### YOUR OBJECTIVE
Find the lines of the material below that include the string "grain", then copy each one.

### MATERIAL SUPPLIED
____________

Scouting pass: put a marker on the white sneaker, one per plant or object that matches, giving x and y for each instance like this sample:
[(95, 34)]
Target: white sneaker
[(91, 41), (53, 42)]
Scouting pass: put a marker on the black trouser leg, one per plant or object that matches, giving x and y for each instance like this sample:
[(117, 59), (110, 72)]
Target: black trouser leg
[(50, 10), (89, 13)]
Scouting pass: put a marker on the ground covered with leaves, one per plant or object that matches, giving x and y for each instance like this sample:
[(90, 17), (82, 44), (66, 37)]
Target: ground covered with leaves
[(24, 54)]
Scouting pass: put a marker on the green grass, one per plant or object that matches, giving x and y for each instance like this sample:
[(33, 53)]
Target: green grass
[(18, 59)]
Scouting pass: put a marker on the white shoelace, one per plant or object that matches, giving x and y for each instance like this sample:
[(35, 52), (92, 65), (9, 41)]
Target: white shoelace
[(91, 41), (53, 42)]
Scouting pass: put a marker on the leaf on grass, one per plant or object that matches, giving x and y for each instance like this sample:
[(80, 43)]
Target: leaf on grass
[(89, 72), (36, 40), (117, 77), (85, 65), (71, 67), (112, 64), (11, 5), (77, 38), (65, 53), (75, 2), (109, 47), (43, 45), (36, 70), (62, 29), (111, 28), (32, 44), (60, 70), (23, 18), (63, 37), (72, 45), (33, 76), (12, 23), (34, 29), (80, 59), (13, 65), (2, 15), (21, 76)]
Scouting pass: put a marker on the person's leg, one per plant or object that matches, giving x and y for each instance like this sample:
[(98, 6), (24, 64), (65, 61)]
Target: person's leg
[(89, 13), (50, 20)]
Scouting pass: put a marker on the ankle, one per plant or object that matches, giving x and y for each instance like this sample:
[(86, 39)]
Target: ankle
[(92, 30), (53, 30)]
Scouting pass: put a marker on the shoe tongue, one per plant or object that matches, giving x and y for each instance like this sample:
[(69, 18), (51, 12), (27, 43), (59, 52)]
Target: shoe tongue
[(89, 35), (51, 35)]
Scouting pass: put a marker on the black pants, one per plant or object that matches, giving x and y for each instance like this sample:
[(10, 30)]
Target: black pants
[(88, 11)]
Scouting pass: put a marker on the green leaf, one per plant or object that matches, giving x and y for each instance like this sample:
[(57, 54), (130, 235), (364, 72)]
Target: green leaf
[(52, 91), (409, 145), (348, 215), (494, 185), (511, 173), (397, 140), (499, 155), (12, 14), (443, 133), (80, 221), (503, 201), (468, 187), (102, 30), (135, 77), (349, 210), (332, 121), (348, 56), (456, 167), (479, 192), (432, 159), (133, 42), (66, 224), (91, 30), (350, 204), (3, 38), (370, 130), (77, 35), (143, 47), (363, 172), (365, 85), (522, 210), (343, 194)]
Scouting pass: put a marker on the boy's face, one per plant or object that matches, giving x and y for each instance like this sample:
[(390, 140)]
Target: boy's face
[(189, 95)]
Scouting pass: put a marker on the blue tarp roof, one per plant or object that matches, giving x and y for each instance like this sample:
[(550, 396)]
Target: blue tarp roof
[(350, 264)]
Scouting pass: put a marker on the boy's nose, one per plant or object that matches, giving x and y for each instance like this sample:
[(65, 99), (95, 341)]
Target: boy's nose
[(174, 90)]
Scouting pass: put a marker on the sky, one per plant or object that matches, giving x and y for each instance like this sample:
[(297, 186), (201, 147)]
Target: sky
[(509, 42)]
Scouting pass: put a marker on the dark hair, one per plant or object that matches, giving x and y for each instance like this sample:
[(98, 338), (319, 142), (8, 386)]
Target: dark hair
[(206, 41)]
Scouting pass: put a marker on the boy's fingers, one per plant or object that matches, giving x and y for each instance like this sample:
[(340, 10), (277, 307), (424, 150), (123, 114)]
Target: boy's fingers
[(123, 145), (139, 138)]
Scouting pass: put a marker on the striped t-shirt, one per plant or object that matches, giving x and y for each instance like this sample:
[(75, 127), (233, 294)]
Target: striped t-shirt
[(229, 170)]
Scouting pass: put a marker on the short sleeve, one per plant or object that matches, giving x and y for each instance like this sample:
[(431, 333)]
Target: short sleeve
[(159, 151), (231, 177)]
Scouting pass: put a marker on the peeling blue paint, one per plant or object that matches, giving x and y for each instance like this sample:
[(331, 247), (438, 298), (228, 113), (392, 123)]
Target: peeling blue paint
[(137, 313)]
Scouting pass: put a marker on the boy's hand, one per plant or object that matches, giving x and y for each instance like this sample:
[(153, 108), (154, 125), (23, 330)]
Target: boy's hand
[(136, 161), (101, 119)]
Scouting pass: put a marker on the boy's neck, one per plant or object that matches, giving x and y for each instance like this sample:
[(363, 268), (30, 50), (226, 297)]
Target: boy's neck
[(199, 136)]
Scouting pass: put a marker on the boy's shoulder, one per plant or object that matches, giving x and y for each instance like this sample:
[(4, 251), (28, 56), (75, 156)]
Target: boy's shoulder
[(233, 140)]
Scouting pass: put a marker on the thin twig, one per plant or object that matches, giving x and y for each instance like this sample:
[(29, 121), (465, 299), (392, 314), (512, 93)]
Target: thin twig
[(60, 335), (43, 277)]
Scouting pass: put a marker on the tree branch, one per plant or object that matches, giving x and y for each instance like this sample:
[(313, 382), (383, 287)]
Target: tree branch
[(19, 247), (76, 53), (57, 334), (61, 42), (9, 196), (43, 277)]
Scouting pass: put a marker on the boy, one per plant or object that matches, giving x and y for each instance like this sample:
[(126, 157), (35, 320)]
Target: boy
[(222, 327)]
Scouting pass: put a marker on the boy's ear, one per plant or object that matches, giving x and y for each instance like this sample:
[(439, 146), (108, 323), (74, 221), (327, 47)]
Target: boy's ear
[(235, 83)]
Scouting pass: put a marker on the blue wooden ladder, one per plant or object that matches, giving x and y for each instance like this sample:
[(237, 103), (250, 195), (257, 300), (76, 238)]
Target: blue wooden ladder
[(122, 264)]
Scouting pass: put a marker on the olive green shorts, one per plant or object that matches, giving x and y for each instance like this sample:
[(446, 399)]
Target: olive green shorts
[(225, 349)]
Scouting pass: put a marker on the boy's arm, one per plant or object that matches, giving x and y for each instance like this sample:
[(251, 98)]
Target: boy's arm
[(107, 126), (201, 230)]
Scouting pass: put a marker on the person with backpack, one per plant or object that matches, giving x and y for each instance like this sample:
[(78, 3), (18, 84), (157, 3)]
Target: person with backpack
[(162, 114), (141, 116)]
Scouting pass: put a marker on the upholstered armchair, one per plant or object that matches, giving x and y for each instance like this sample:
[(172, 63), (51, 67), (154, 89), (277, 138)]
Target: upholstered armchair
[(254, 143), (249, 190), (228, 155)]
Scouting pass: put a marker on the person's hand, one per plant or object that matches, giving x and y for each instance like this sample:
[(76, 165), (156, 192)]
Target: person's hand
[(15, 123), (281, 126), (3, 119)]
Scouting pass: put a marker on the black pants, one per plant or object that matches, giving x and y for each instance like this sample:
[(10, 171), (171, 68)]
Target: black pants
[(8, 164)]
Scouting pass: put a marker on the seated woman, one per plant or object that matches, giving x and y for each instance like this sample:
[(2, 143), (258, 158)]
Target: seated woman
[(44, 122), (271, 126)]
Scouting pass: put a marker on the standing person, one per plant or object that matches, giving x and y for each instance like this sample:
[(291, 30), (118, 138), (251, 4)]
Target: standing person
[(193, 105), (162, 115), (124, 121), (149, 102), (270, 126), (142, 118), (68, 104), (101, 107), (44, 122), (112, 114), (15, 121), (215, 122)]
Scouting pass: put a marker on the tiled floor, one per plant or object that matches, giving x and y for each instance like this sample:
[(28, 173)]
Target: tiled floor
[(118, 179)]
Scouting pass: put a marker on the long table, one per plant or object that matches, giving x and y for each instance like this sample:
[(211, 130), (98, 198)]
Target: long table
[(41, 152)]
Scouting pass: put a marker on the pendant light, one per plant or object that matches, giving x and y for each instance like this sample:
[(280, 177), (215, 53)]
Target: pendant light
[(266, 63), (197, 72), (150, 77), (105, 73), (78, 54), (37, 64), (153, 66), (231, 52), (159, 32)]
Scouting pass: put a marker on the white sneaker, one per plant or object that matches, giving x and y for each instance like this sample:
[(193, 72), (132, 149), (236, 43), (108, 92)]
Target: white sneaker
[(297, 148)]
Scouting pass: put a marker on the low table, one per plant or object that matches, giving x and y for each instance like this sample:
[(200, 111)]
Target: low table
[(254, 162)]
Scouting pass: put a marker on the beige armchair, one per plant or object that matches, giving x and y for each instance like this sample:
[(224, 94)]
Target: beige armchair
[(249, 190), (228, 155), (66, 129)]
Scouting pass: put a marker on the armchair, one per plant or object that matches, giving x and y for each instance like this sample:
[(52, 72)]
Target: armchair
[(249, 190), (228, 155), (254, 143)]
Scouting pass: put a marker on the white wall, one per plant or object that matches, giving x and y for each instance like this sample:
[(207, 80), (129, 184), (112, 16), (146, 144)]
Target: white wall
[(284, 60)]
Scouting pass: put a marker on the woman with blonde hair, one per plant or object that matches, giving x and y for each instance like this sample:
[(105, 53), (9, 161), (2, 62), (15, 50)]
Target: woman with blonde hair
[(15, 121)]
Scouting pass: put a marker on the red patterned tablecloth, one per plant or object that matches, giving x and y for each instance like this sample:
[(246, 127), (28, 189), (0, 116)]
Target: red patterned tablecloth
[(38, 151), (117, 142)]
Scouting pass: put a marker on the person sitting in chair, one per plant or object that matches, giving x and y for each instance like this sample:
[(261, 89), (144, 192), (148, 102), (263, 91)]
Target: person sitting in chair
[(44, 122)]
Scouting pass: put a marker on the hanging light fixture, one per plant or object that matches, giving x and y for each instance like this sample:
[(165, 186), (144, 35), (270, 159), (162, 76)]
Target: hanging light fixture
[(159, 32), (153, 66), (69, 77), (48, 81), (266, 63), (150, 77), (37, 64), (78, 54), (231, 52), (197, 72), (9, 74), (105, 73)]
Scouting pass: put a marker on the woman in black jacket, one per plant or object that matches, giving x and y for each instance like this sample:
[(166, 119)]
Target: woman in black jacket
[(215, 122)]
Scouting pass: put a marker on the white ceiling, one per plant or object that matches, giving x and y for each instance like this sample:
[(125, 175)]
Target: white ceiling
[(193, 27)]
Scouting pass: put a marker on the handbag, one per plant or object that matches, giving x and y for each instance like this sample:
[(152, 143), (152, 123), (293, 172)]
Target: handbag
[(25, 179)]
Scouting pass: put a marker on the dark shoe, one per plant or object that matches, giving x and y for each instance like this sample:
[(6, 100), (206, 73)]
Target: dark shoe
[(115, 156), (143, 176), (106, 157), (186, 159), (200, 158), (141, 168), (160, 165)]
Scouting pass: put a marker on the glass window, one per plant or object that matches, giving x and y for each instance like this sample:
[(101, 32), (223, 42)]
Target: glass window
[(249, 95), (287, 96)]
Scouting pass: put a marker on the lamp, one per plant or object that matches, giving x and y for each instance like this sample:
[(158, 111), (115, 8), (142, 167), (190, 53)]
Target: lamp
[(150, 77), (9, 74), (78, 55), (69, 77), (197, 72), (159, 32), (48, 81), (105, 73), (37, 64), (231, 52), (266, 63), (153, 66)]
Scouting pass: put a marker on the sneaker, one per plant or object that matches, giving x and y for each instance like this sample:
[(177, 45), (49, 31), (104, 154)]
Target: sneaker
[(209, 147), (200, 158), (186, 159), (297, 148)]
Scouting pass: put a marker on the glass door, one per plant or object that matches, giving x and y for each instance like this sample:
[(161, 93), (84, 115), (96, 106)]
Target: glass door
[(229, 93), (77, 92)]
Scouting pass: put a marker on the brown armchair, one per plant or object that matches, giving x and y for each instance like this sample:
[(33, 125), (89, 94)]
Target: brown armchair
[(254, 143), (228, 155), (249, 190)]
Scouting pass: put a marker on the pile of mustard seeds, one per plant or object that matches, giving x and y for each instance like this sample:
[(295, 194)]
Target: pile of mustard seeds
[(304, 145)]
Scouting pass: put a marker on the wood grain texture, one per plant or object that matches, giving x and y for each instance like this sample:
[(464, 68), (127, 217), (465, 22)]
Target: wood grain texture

____________

### RESPONSE TO THIS TASK
Scouting pass: put a marker on the wood grain texture, one per plant or object that matches, giving x and y for each instance like this sample:
Target: wood grain texture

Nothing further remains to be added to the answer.